Point annotation records:
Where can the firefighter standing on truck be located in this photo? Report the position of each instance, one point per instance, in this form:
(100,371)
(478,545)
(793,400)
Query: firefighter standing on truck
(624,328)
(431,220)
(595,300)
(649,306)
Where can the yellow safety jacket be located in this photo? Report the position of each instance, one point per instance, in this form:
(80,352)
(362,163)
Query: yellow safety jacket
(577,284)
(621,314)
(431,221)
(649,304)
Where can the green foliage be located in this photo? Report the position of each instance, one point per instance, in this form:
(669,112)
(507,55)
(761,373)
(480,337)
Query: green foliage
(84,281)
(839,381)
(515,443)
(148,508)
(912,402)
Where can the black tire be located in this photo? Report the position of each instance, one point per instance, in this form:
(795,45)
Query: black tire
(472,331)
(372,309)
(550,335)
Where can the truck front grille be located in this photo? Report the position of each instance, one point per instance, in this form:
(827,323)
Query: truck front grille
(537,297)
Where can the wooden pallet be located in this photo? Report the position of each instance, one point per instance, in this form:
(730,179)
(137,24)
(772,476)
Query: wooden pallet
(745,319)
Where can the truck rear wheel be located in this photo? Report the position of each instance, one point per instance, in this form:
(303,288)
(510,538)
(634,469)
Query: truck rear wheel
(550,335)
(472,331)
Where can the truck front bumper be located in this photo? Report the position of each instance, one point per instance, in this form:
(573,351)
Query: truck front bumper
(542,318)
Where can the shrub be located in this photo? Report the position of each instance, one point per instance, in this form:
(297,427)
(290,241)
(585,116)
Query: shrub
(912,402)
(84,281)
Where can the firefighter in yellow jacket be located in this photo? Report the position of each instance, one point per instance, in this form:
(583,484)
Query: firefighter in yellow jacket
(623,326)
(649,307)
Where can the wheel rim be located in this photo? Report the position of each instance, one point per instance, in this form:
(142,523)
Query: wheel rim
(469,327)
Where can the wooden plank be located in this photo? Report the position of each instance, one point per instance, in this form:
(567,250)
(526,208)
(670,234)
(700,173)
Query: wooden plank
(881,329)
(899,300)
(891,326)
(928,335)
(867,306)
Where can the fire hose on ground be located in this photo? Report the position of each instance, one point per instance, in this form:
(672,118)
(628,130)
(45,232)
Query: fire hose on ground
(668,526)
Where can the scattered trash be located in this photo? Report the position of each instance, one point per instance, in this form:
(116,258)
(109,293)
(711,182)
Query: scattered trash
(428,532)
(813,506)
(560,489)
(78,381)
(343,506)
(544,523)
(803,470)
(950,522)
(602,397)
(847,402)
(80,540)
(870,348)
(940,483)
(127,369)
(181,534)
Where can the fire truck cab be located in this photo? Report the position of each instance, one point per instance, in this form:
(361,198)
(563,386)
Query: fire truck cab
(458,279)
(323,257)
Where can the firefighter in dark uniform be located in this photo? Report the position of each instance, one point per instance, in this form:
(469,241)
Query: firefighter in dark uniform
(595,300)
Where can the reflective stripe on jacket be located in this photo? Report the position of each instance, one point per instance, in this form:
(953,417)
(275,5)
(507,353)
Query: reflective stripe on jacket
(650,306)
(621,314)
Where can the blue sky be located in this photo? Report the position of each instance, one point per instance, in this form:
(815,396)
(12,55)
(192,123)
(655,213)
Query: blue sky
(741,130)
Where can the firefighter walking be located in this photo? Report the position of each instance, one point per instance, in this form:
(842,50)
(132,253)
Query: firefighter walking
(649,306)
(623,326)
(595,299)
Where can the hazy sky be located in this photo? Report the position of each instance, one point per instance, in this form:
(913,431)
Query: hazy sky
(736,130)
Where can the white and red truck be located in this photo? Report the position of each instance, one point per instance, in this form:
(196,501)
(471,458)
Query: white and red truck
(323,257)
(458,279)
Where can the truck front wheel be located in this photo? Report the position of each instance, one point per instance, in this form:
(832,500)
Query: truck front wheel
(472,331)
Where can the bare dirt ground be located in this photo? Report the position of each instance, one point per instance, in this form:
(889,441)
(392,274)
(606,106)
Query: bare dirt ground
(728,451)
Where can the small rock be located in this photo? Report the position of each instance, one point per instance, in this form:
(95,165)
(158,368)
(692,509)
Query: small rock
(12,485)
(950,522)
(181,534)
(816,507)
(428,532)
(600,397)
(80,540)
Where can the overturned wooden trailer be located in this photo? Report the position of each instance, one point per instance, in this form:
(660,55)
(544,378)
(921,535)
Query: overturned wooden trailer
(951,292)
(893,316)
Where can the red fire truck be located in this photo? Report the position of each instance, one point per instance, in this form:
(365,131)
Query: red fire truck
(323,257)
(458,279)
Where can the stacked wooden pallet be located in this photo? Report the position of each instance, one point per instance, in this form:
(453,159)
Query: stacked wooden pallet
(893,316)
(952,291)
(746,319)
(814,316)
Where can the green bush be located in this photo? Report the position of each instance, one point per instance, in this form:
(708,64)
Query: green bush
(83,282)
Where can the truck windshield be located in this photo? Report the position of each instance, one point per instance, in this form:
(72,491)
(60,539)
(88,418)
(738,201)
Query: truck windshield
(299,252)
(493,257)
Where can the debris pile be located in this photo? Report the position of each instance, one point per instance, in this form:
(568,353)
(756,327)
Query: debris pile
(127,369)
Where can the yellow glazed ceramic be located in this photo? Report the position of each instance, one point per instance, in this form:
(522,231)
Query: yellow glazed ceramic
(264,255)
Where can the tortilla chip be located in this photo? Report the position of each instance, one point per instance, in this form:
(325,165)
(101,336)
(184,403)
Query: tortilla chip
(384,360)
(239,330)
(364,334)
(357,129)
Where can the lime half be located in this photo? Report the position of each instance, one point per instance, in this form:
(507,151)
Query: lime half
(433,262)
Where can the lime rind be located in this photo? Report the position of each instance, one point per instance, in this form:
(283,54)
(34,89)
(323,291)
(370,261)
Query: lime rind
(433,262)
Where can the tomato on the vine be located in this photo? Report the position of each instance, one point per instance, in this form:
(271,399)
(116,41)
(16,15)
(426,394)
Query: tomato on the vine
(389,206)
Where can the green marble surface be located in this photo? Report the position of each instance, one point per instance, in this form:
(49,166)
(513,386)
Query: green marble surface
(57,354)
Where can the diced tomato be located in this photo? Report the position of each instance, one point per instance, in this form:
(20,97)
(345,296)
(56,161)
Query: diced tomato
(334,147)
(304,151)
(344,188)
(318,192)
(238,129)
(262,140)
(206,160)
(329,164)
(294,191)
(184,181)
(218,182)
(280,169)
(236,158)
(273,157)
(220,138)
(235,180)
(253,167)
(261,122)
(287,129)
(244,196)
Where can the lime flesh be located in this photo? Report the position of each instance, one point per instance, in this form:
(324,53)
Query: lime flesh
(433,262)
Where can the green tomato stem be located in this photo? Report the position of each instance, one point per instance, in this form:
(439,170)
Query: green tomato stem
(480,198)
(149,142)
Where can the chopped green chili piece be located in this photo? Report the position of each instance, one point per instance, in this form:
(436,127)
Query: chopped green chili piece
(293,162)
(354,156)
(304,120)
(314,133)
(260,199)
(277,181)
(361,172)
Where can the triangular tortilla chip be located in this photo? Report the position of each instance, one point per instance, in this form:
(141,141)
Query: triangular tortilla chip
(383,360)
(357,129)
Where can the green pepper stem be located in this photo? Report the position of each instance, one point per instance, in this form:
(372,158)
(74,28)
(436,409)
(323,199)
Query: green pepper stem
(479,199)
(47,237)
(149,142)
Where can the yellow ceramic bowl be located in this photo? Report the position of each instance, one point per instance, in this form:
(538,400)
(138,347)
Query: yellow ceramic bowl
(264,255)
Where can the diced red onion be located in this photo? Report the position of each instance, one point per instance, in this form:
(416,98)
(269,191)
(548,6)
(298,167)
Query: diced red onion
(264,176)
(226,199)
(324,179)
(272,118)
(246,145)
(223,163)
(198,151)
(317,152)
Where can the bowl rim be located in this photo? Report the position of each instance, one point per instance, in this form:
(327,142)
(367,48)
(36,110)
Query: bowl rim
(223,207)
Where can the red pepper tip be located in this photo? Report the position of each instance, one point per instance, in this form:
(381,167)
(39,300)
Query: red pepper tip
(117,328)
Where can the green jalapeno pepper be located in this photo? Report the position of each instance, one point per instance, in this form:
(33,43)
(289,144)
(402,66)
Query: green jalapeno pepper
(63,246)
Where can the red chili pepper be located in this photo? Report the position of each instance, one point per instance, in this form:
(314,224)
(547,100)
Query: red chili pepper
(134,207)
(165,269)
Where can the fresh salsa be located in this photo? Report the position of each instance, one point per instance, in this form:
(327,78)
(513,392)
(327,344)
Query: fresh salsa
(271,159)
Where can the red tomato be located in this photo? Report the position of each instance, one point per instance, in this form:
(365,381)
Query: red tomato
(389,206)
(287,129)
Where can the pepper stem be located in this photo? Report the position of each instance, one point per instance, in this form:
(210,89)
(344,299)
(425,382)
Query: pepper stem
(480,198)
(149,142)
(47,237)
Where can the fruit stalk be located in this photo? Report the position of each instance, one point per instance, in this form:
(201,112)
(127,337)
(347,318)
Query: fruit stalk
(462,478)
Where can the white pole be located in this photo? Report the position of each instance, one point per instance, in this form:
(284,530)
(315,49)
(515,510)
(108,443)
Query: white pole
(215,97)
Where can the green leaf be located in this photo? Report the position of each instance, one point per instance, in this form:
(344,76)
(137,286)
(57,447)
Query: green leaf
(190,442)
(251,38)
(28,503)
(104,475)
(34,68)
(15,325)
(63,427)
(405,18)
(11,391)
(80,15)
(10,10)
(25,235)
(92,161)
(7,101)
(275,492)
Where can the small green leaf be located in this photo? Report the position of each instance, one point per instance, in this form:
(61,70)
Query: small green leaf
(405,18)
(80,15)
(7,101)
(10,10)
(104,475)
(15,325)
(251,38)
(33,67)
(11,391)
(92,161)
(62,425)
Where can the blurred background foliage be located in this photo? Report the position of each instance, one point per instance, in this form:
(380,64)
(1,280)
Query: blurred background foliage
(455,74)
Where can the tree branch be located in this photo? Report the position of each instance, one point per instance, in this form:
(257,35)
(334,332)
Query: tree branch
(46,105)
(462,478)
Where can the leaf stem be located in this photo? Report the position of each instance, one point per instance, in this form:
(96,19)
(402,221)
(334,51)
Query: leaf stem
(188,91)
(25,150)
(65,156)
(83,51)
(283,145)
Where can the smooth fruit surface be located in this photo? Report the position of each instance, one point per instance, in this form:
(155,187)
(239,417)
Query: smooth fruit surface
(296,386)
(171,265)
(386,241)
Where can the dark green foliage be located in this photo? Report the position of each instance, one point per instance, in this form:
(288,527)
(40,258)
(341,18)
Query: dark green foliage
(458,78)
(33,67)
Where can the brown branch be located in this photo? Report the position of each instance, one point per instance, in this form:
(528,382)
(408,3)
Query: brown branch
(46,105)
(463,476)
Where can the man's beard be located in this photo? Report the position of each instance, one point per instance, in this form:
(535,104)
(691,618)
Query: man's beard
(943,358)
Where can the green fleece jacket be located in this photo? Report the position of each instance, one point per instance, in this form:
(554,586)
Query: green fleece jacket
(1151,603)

What is being asked
Reproduce the records above exactly, starting with the line that contains "Where can the dark" and ending with the last line.

Answer below
Where can the dark green foliage be located in this photo? Report the position of each instance, one point per instance, in this form:
(288,527)
(40,258)
(341,18)
Query: dark green foliage
(458,78)
(33,67)
Where can the brown branch be located in this photo? Report the position of each instance, one point per instance, in this form:
(528,382)
(408,3)
Query: brown branch
(46,105)
(463,476)
Where can the man's beard be located in this photo? Report the position of each instance, one point per instance, in this form:
(535,104)
(691,618)
Query: man's beard
(943,358)
Where can the green fleece jacket be located in this photo? Report the position of each instance, one point per instance, in this form:
(554,586)
Query: green fleece jacket
(1151,603)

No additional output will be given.